• EXCERPT TO READ:
====================

# Help! Fracino not filling boiler



## Dannyboy (Oct 18, 2021)

Hi, thank you for clicking my post.

I have a Fracino Contempo dual fuel coffee machine in my coffee trailer. It is around six years old. It is tank fed with a water pump.

The machine now has become very unreliable. It switches on and runs okay but when the machine asks for water it can be very temperamental.

the filling light always lights up when it asks for water and you can hear a low noise from the water pump but it doesn't always let water in. (you can hear a tin like noise when the water comes in)

Sometimes when drawing water from the machine it will activate the pump but not let water in. Sometimes then when pulling an espresso you will hear the noise change and the tank will refill. But this is very temperamental.

I have noticed if the machine water gets low I can move manual fill up and down. This simple flick seems to activate the valve and it fills the boiler.

I have checked the probe and it seems to be working (fairly clean) and when unplugged it asked for water and when earthed it stopped.

I have replaced the solenoid valve as I thought this may be sticking.

any suggestions would be really helpful thank you

Danny


----------



## DavecUK (Aug 6, 2013)

@Dannyboy Welcome to the forum

I would have recommended solenoid valve replacement, if that has not fixed it...I think you need to check for a wiring fault, solenoid to control box. It might (unfortunately) be a bad component in the control box, which you might have to replace unless you know someone who can test/repair it.

Of course I am making the massive assumption the machine it well maintained, not scaled up and nothing else is happening/happened you failed to mention


----------



## Dannyboy (Oct 18, 2021)

Thank you for the reply. 
I will check the wires but feared it might be the control box. Think there is three wires going to the valve.

Machine has been looked after and never had any issues with scale have always backflushed after use with cafiza.

Actually the machine does have another issue with the left espresso arm not working. Doesn't get any pressure. Think that's electrics as well. Hadn't considered they could be connected but if it's the module.


----------



## dannyboy0765 (2 mo ago)

Hi Danny Can I ask if the solenoid fixed your problem? As i having the same issues currently with mine Thanks Daniel


----------

====================

• CHALLENGES:
- 1) From the forum thread about the Fracino boiler, reproduce the passage starting at "# Help! Fracino" and ending at "be very temperamental.".
- 2) Translate this sentence from the Fracino boiler thread into Spanish: "I have replaced the solenoid valve as I thought this may be sticking."

(Dataset excerpt)
====================

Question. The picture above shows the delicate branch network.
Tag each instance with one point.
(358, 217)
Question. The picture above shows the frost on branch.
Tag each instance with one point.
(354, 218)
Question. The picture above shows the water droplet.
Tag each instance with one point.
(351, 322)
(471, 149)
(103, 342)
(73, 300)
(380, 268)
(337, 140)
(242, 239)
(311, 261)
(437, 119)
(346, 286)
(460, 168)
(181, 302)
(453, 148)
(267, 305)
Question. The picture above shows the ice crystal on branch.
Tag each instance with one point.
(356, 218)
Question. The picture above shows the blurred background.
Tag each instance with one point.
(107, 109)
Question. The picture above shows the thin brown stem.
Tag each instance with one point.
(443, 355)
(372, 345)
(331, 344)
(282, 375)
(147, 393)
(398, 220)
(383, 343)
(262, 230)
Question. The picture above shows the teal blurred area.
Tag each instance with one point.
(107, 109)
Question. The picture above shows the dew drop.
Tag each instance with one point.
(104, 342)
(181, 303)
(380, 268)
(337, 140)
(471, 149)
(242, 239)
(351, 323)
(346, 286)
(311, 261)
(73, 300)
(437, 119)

====================

• ANSWERS IN ORDER:
- 1)
# Help! Fracino not filling boiler



## Dannyboy (Oct 18, 2021)

Hi, thank you for clicking my post.

I have a Fracino Contempo dual fuel coffee machine in my coffee trailer. It is around six years old. It is tank fed with a water pump.

The machine now has become very unreliable. It switches on and runs okay but when the machine asks for water it can be very temperamental.

- 2) He reemplazado la válvula solenoide porque pensé que podría estar atascándose.